__Document section__
All rows use the same hash Reusing one hash function for every row defeats the point — every row collides identically. Use d independent hashes, or double-hashing a + i·b with b not a multiple of w.
Estimates wildly too high w too small for the stream volume, so collisions dominate. Increase w (recompute w = ceil(e/eps) for the eps you need).
Counter overflow Many updates push a cell past its integer type. Use 64-bit counters; or use a decaying/windowed sketch for very long streams.
Querying treats min as exact Reporting the estimate as the true count. Document it as an upper bound; state the eps·N error.
Empty sketch query Querying before any Add. Returns 0 correctly — every cell is 0, min is 0.

Performance Tips

  • Keep d small (commonly 4–8). Each extra row is another hash + memory read per update/query; d past ~10 buys little because failure probability already shrinks exponentially.

__Short task__
Do these statements agree with the sketch troubleshooting notes? Answer yes or no for each, quoting the deciding words. (a) Querying a sketch before any Add returns 0. (b) Using more than about 10 rows greatly improves results. (c) Estimates far too high should be fixed by decreasing w. The entries further down are separate material and do not relate to the sketch troubleshooting notes.

__Dataset rows__
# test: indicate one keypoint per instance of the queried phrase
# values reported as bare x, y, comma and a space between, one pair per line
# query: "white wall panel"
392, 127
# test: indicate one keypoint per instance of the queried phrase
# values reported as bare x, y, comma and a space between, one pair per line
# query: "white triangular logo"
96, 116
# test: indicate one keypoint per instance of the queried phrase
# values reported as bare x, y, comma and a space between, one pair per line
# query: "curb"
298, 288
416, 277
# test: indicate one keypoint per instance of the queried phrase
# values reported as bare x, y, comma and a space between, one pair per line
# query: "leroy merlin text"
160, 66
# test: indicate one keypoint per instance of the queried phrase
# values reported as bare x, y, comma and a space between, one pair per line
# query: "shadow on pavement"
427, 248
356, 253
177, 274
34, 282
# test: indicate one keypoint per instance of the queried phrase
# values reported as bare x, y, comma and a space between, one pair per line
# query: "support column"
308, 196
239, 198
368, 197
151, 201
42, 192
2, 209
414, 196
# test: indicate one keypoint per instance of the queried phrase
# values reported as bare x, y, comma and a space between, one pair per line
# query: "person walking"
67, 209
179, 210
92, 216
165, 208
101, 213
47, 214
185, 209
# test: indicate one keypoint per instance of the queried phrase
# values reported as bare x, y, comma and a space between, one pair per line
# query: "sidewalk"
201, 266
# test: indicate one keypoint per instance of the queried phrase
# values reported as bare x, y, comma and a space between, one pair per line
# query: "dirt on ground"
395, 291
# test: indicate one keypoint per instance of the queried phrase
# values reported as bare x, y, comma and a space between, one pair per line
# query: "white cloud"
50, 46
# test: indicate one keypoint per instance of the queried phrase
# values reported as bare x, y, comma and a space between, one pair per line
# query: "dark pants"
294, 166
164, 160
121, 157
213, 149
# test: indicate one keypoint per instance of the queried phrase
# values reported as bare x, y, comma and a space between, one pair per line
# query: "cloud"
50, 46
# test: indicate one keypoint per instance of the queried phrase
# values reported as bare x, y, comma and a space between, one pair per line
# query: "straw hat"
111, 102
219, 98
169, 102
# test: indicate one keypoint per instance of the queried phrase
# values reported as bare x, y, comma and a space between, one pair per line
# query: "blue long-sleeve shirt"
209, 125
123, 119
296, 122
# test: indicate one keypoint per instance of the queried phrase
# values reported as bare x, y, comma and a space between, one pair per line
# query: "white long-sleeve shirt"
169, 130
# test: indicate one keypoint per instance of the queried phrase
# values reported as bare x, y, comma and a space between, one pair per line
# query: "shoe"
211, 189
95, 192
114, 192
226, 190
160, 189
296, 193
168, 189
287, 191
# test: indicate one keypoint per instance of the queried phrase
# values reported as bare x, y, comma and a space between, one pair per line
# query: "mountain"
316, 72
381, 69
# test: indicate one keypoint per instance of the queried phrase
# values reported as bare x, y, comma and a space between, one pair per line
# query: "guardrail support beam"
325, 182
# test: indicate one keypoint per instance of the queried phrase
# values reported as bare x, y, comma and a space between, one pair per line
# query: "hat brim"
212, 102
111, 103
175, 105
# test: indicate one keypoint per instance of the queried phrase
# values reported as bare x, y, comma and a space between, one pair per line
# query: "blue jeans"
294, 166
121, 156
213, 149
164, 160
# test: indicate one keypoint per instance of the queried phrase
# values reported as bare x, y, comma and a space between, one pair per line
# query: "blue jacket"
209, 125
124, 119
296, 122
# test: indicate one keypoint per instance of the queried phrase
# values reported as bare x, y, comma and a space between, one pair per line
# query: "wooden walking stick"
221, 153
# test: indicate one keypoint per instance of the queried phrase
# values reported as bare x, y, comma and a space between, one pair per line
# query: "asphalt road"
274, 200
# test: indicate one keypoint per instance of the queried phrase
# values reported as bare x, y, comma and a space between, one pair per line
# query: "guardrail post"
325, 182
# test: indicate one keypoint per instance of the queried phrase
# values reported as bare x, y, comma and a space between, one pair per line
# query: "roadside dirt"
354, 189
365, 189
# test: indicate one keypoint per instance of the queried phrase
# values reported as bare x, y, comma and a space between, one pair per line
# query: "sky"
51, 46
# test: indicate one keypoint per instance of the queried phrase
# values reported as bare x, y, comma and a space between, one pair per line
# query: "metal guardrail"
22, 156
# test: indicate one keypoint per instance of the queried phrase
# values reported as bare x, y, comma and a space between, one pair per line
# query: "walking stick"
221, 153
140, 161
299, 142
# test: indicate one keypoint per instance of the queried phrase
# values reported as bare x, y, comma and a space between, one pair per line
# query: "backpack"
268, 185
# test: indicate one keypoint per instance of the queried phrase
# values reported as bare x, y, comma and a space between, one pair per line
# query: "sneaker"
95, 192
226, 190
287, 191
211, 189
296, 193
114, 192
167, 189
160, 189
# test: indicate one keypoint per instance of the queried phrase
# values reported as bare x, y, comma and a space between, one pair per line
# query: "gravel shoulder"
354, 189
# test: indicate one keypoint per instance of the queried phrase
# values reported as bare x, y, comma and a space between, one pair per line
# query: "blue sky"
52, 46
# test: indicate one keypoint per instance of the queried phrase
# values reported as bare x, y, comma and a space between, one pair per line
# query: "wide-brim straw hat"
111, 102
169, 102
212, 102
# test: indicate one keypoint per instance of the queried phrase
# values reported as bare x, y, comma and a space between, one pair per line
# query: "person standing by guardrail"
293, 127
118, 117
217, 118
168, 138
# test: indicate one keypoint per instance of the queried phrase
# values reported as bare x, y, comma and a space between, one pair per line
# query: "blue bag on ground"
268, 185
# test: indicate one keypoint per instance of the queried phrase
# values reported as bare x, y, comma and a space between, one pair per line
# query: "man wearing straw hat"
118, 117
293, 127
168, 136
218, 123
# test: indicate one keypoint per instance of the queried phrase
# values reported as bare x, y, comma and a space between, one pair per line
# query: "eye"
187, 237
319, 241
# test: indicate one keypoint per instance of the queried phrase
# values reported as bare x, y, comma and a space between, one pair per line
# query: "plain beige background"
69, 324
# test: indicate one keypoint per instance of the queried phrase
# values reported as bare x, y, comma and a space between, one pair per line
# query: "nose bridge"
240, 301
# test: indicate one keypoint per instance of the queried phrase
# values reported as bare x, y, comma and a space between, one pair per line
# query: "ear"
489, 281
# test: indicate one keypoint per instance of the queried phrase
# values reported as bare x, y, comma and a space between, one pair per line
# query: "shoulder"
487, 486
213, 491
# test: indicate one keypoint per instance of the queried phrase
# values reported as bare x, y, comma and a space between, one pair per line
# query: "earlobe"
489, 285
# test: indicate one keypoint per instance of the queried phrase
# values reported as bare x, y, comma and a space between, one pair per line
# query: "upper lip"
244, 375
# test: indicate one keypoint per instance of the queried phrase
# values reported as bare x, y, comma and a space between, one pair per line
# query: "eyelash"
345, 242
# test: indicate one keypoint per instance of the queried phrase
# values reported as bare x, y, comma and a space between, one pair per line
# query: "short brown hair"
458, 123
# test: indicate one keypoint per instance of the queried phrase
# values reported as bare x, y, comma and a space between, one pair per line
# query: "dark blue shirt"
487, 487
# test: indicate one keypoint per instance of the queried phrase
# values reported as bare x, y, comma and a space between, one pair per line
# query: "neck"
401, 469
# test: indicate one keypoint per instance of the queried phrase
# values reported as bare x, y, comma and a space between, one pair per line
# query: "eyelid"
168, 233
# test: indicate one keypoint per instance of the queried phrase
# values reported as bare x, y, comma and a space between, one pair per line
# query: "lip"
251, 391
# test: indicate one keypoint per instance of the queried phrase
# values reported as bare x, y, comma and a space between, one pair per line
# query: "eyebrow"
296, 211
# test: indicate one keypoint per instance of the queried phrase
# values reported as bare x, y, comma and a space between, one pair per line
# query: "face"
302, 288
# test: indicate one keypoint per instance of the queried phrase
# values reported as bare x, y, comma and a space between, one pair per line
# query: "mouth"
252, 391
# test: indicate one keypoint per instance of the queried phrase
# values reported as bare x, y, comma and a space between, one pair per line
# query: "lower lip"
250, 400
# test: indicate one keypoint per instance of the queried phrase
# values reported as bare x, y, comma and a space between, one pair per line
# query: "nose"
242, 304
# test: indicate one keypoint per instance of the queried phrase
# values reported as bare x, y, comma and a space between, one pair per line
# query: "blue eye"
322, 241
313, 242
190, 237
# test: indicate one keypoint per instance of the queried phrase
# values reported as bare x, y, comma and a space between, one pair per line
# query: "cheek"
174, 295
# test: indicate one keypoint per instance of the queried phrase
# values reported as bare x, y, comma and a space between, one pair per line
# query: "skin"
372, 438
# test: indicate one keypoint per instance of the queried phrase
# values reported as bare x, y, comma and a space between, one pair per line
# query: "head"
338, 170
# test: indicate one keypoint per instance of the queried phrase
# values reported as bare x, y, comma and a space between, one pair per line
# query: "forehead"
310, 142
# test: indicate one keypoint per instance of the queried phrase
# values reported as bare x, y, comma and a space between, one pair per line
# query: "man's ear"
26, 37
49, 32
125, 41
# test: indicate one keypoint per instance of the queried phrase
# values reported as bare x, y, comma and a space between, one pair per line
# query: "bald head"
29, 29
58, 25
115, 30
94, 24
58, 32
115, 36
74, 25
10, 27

__Result of the task__
(a) Yes: "Returns 0 correctly — every cell is 0, min is 0."
(b) No: "d past ~10 buys little because failure probability already shrinks exponentially."
(c) No: "Increase w (recompute w = ceil(e/eps) for the eps you need)."